» Work order 1: From the PBM reform press release below, list the key areas in which the issue brief says reform has shifted the pharmacy benefit landscape.
» Work order 2: Proceed with the PBM reform press release below, picking up after its final sentence.

» Excerpted text:
*-*-*

New Issue Brief from Rivera: PBM Reform Raises the Bar for Pharmacy Benefit Oversight but Does Not Replace It

Rivera examines why federal and state pharmacy benefit reforms demand continuous, claim-level monitoring, not just new rules

COLUMBUS, Ohio–(BUSINESS WIRE)–Rivera, an independent pharmacy payment integrity company, published a new issue brief examining why the current wave of PBM reform raises the bar for pharmacy benefit oversight without replacing the need for it.


Recent federal and state actions have increased scrutiny of how pharmacy benefits are administered, including changes tied to Medicare Part D, ERISA disclosure expectations, and broader oversight of PBM practices. But legislation alone does not verify whether new contract terms, pricing structures, and regulatory requirements are being applied correctly at the claim level.

The brief, titled “Reform does not enforce itself: Why PBM legislation demands continuous oversight,” argues that this verification gap requires a new operating discipline: continuous oversight of pharmacy claims.

The issue brief details how reform has shifted the pharmacy benefit landscape in four key areas: PBM compensation models are moving toward delinked fees and full rebate pass-through; disclosure and audit expectations are expanding under the proposed DOL rule; regulatory and political focus on PBM practices has become sustained rather than episodic; and state-level requirements continue to stack across licensure, spread pricing, and network rules. Each of these shifts must ultimately be reflected in contracts, benefit designs, and claims configuration, and each creates new opportunities for errors that traditional periodic audits are not designed to catch in real time.

*-*-*

[Data extracted from a collection]
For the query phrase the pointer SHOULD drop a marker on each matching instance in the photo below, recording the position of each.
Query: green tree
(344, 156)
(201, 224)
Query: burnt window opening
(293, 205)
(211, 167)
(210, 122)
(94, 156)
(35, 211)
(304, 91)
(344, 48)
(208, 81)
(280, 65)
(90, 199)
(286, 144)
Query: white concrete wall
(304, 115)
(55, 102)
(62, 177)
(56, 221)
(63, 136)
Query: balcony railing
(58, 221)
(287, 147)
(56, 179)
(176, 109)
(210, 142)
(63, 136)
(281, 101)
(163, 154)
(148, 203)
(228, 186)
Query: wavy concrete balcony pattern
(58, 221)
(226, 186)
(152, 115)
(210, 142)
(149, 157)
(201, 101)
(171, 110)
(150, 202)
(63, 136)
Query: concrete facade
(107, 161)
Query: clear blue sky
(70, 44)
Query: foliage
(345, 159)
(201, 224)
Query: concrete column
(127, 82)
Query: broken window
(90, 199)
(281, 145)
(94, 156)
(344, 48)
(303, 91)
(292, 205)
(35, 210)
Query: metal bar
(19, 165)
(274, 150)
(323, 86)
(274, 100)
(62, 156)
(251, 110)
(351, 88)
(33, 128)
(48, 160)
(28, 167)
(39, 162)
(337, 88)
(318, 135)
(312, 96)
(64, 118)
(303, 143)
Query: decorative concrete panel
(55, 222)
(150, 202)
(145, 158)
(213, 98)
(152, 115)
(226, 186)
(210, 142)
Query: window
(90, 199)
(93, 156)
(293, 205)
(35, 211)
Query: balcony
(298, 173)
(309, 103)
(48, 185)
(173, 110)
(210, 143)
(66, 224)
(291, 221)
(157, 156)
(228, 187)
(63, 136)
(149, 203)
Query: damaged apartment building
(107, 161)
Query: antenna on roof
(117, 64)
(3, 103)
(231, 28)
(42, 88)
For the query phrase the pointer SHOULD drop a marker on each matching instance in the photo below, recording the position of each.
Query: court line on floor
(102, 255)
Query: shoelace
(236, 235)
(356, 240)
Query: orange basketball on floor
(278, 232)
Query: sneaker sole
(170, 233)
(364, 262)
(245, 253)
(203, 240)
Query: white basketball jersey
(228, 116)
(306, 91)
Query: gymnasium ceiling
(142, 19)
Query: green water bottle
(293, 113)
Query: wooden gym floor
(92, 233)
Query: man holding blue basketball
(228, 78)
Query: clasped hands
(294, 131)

*-*-*

» Answer section 1:
- PBM compensation models are moving toward delinked fees and full rebate pass-through.
- Disclosure and audit expectations are expanding under the proposed DOL rule.
- Regulatory and political focus on PBM practices has become sustained rather than episodic.
- State-level requirements continue to stack across licensure, spread pricing, and network rules.

» Answer section 2:
“The conversation has shifted from whether PBMs should be more transparent to whether that transparency is actually being verified,” said Ron Hamm, CEO of Rivera. “Health plans that treat reform as a reason to ease up on oversight will still be accountable for every dollar that runs through their pharmacy benefit. Continuous monitoring is how plans turn reform into measurable value, not just compliance.”

Rivera’s continuous monitoring platform evaluates 100% of pharmacy claims against benefit design, contract terms, and regulatory requirements using more than 750 proprietary algorithms. Unlike traditional retrospective audits, which typically review a sample of claims months after a plan year closes, Rivera’s approach surfaces discrepancies on an ongoing basis, enabling dollar recovery and preventing repeat errors.

The full issue brief is available at this link.

About Rivera

Rivera is an independent pharmacy payment integrity company that helps health plans and employers verify that pharmacy claims are adjudicated according to benefit design, contract terms, and regulatory requirements. Through continuous monitoring of 100% of pharmacy claims, Rivera identifies overpayments, resolves root causes to prevent recurrence, and delivers data that strengthens PBM negotiations. Rivera is not affiliated with any pharmacy benefit manager. Learn more at riverarx.com.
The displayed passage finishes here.